======== Excerpt provided

From: | Benedict Holland <benedict(dot)m(dot)holland(at)gmail(dot)com> |
---|---|
To: | Mladen Gogala <gogala(dot)mladen(at)gmail(dot)com> |
Cc: | Guyren Howe <guyren(at)gmail(dot)com>, pgsql-general <pgsql-general(at)lists(dot)postgresql(dot)org> |
Subject: | Re: Can we go beyond the standard to make Postgres radically better? |
Date: | 2022-02-11 14:48:19 |
Message-ID: | CAD+mzowxOfT8Oc7LgpqpkHvh3Bm7NsONQSMmvCuF0XCmC1soeA@mail.gmail.com |
Views: | Raw Message | Whole Thread | Download mbox | Resend email |
Thread: | |
Lists: | pgsql-general |
So to summarize, people are bad programmers who refuse to learn SQL So SQL
is the problem? Common. You cannot bring that to a postgres list serve.
Look. It's not perfect. It's a pain. It is hard to generate queries (oh my
God why are you doing this?) and it's hard to work with. You are describing
c++ to Python programmers and arguing why no one should ever use c++. And
look, there are other languages that are way better like Python. So why
would anyone ever chose c++?
Because the application is already in c++. Companies store petabytes of
data in SQL databases. With very simple commands, you can ensure that a
table with a billion rows has 10-way combination of unique values. Is FROM
X select Y better? Probably. Is print(x) better than cout << x.p() << endl;
? Yep. But it would take some serious guts to wander over to a C++ list and
explain how it is the worst language and needs to be scrapped and there are
way better languages out there.
Also, no one really argues for sql. We know it isn't great but we also know
why it likely can't change and it works.
On Fri, Feb 11, 2022, 9:26 AM Mladen Gogala <gogala(dot)mladen(at)gmail(dot)com> wrote:
> On 2/10/22 23:56, Guyren Howe wrote:
>
> On Feb 10, 2022, at 17:06 , Mladen Gogala <gogala(dot)mladen(at)gmail(dot)com> wrote:
>
>
> But SQL is a terrible, no good, very bad language.
>
>
> I cannot accept such a religious persecution of SQL without a detailed
> explanation.
>
>
> I feel like anyone who is defending SQL here isn’t aware of how much
> better the alternatives are, and how bad SQL really is.
>
> I mean: it’s hard to write, hard to read. It’s hard to generate. But
> that’s just the starting point.
>
> OK. If there are better alternatives, I am sure you will be able to sell
> them to the world. Establish a company and have a go at it.
>
>
>
> One of the worst things about it that I don’t see much discussed is that
> it imposes assumptions about the storage model that aren’t part of the
> relational model. Like heavyweight, hard to change tables with
> transactional guarantees and such. Don’t get me wrong, those things are
> great to have available, but I don’t need them all the time.
>
> Storage model and implementation are not part of SQL for good reason.
> Database vendors have different implementations. MySQL and Postgres are
> different. MySQL storage engines differ among themselves. Both of them are
> different from SQL Server which is in turn different from Oracle and DB2.
> Storage model determines the implementation. When there is only a single
> relational database vendor left in the market, then they can burn their
> storage implementation into the language standard. Until then, the more,
> the merrier.
>
>
>
>
> The whole NoSQL movement has been such a tragedy. Having diagnosed a
> problem with SQL databases, they threw out the relational model and very
> often reimplemented a form of SQL when they should have done the opposite.

================

### Tasks and exercises
a: Answer these questions about the email:
(i) How many rows does the table in the email's example about unique values have?
(ii) What does the email say to do if there are better alternatives to SQL?
(iii) Which movement does the email call "such a tragedy"?
b: Write out word for word the part of the email starting at "Because the application" and ending at "and it works.".

======== Data under study

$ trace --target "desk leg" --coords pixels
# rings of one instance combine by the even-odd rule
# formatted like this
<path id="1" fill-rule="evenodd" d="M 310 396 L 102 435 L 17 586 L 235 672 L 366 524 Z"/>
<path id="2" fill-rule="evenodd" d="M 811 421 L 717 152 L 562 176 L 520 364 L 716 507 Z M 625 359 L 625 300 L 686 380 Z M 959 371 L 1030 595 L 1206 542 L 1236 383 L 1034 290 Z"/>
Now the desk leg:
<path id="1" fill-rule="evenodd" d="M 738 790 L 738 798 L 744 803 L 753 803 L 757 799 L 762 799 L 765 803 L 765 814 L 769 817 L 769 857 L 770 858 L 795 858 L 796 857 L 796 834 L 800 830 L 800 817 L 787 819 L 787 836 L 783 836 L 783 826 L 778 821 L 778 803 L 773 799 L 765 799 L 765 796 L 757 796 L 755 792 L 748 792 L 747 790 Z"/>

================

### Answers to the problems
a:
(i) A billion rows.
(ii) Establish a company and have a go at it.
(iii) The NoSQL movement.

b:
Because the application is already in c++. Companies store petabytes of
data in SQL databases. With very simple commands, you can ensure that a
table with a billion rows has 10-way combination of unique values. Is FROM
X select Y better? Probably. Is print(x) better than cout << x.p() << endl;
? Yep. But it would take some serious guts to wander over to a C++ list and
explain how it is the worst language and needs to be scrapped and there are
way better languages out there.
Also, no one really argues for sql. We know it isn't great but we also know
why it likely can't change and it works.